Disk fault prediction method based on SMART and performance log
Technical Field
The invention relates to the technical field of cloud storage, in particular to a disk fault prediction method based on a SMART and a performance log.
Background
With the development of information industry, a large amount of data is continuously generated, and the development of data storage services is promoted. The stability of the storage system is closely related to the benefit of the service provider and storage system failure can cause significant loss to the user. Ensuring that data is not lost, care must first be taken to secure cloud storage. Because the number and scale of the magnetic disks in the cloud storage are extremely huge, the hard disk is one of the components with the highest hardware failure rate of the server, if the hard disk failure can be predicted in advance, maintenance personnel can be guided to process conditions, such as data backup, hard disk replacement and the like, normal operation of the system is ensured, and loss is reduced. At present, hard disk manufacturers basically monitor and analyze the state of the hard disk by adopting a self-monitoring analysis reporting technology (S.M.A.R.T), but the detection rate of faults is only 3% -10%.
SMART, a technology for self-analysis and detection of magnetic disks, has been generally popularized as early as the end of 90 s, and is one of standard conditions required to be followed by each magnetic disk manufacturer specified by ATA standard, and is also a method for predicting a failed magnetic disk commonly adopted by magnetic disk manufacturers.

EXERCISE AIM: Please give again, word for word, the part of the disk fault prediction text starting with "Disk fault prediction method based on SMART" and going on through "a performance log.".

(Records from a collection)
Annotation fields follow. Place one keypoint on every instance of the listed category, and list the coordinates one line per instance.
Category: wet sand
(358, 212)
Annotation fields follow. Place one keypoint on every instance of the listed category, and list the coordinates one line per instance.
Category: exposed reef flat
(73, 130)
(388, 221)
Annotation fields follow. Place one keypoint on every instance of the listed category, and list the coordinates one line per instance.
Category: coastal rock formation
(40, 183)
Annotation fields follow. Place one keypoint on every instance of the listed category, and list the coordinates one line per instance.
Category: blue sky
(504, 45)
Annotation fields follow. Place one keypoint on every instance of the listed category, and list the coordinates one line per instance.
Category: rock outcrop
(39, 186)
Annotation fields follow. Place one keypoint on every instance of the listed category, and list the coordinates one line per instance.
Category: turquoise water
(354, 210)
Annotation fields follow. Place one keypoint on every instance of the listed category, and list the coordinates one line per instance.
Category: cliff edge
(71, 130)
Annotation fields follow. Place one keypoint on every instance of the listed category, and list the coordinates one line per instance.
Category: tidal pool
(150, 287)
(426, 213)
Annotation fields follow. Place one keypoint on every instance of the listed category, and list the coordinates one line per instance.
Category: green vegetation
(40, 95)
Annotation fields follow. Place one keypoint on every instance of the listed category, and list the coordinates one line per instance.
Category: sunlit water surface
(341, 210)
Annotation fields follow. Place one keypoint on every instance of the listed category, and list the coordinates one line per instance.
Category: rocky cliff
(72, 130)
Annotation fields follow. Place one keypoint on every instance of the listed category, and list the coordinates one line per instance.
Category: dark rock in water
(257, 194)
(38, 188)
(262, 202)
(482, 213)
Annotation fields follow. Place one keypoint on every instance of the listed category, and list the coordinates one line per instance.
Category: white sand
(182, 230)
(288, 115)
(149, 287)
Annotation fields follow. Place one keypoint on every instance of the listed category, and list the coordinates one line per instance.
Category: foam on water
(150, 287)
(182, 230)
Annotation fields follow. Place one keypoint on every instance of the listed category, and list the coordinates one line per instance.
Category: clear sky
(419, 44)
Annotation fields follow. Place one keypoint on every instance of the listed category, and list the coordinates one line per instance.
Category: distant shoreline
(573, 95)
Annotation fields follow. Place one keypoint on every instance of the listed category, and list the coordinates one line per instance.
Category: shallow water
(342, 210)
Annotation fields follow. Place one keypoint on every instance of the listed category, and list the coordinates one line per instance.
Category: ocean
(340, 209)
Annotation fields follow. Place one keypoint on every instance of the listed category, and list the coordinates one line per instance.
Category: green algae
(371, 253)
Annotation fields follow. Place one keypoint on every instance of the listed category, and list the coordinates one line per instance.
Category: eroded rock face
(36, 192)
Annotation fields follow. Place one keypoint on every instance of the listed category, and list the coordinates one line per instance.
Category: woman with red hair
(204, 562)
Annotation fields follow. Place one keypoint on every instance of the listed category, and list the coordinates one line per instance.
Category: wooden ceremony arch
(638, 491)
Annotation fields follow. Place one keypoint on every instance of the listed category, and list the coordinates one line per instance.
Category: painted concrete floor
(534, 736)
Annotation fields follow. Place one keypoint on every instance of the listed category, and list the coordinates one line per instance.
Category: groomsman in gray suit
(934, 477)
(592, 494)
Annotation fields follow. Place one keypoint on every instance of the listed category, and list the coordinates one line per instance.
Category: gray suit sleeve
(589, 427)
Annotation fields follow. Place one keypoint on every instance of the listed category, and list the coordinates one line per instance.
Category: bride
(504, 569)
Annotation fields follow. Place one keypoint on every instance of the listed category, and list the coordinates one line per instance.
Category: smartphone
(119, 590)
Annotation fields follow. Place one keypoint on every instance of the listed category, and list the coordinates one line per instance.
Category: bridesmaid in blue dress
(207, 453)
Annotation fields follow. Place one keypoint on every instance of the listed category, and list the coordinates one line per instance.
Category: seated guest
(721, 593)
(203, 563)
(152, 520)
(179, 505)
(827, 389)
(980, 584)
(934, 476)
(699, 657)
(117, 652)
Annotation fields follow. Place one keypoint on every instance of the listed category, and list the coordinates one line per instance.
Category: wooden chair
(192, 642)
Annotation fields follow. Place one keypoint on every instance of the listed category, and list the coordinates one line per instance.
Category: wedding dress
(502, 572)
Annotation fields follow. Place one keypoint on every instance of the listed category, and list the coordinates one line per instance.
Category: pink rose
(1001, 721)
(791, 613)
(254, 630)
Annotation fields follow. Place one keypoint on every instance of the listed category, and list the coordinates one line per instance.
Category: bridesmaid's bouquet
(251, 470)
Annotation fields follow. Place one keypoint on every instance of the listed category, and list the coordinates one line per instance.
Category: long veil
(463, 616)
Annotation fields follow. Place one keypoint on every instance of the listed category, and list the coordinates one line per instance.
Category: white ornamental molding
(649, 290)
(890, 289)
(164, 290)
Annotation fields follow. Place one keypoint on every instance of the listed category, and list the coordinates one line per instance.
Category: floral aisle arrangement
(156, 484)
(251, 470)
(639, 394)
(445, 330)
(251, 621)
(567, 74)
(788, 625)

EXERCISE ANSWER:
Disk fault prediction method based on SMART and performance log
Technical Field
The invention relates to the technical field of cloud storage, in particular to a disk fault prediction method based on a SMART and a performance log.